=== Information given ===

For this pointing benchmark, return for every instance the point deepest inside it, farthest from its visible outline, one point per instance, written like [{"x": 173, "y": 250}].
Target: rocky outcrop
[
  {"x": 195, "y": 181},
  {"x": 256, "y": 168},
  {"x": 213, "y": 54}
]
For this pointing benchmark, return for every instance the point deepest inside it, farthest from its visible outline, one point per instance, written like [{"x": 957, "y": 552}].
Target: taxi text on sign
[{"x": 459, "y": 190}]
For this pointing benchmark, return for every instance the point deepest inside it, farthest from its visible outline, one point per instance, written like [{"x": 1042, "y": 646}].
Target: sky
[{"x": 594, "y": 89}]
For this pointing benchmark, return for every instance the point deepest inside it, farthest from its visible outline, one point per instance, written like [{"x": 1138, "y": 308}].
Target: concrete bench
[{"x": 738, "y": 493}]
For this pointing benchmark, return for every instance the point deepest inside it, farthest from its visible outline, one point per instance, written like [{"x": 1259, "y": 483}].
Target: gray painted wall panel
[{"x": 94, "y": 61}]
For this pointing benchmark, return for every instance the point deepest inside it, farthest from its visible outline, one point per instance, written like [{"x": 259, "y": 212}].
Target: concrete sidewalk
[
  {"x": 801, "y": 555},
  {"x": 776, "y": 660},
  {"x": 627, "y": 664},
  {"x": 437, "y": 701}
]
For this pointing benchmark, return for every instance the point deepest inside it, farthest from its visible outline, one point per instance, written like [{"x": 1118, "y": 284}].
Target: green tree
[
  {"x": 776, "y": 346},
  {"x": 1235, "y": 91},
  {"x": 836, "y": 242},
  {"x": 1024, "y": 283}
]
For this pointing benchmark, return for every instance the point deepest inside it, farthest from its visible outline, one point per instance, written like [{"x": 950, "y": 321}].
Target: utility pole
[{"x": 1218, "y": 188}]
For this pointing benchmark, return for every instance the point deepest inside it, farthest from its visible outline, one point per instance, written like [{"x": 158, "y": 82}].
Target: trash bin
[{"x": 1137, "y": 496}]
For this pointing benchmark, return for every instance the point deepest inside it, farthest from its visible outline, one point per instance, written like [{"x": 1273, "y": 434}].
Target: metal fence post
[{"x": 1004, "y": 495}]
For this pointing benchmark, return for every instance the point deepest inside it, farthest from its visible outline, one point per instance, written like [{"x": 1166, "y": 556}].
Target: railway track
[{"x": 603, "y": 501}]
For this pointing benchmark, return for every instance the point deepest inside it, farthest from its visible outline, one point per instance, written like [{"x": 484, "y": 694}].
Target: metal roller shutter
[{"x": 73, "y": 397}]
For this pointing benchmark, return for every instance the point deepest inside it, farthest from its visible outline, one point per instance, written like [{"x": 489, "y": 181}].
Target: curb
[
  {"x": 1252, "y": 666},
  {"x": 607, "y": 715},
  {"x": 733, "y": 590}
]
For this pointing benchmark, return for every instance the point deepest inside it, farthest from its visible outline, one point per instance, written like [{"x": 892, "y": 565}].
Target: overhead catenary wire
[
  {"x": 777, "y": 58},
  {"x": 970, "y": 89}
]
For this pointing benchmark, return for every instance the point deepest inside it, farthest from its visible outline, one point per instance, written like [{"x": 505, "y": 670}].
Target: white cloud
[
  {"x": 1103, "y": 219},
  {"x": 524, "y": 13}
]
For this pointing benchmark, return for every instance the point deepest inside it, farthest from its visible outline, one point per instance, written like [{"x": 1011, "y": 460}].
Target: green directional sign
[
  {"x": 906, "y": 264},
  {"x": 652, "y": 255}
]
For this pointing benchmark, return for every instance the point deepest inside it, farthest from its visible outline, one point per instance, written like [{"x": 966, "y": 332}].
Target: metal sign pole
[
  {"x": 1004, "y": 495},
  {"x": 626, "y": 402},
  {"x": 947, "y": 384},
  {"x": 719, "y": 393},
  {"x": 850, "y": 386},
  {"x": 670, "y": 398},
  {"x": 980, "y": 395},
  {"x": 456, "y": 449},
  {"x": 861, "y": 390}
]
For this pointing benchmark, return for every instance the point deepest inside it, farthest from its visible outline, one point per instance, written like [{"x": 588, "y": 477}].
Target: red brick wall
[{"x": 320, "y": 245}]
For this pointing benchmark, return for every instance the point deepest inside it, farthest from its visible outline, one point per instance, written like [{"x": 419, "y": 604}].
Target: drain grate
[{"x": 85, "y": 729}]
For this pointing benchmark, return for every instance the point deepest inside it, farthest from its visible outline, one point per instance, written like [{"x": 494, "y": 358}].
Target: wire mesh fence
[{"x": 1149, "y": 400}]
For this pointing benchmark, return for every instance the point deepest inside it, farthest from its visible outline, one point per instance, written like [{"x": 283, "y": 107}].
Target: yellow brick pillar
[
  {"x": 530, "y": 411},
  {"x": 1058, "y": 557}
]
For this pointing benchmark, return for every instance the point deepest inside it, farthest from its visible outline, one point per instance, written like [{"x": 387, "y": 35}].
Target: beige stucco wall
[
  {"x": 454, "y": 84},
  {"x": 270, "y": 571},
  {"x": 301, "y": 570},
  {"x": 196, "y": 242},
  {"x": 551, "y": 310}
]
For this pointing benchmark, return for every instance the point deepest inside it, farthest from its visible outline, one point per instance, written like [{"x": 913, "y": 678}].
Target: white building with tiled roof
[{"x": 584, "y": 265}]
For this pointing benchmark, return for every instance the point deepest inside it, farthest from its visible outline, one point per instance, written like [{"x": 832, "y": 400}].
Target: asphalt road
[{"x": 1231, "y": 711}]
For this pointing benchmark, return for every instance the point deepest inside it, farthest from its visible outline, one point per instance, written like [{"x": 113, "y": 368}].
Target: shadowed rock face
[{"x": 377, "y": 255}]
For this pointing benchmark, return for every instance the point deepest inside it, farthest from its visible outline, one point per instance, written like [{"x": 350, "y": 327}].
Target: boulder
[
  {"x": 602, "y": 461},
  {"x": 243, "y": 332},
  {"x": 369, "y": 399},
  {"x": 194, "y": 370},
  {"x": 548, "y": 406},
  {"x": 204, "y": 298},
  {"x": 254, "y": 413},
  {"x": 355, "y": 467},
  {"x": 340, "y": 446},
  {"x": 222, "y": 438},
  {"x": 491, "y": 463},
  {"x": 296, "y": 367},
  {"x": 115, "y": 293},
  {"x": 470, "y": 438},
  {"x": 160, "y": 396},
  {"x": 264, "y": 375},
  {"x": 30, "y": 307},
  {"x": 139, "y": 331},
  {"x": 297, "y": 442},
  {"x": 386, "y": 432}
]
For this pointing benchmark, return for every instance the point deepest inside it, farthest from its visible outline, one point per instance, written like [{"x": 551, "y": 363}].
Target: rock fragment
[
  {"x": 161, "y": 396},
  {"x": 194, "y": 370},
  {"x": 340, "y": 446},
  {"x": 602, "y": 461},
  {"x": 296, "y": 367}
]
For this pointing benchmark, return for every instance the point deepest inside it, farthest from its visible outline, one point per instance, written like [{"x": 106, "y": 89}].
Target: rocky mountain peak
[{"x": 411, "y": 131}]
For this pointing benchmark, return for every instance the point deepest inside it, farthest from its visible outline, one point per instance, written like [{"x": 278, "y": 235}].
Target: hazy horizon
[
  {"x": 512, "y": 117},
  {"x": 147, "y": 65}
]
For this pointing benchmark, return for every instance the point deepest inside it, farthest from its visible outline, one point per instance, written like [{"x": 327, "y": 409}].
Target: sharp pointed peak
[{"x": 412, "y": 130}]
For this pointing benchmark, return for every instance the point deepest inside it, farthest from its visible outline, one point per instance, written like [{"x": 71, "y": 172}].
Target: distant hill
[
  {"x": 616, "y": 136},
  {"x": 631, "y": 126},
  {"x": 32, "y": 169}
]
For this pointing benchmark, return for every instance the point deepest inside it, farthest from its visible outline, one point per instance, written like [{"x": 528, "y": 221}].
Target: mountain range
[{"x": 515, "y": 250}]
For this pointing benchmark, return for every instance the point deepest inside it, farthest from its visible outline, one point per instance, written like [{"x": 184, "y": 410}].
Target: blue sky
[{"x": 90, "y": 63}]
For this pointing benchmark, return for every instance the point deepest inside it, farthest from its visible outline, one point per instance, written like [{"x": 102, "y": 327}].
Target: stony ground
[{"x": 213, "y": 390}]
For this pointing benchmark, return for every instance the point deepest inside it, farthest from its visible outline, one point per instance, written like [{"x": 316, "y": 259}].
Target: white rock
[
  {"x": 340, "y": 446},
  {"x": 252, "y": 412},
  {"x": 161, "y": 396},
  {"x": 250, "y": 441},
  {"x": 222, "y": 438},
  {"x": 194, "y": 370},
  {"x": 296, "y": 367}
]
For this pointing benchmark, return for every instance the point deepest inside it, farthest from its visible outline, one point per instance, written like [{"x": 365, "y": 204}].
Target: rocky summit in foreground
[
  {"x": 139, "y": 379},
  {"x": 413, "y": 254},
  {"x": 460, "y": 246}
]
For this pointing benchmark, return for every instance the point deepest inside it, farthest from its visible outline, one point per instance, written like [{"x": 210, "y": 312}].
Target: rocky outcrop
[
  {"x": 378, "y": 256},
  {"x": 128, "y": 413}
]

===

**Direction:** Which lines in the listing above contain the word "brick"? Copy each of them.

**Response to this task:**
Target: red brick wall
Target: yellow brick pillar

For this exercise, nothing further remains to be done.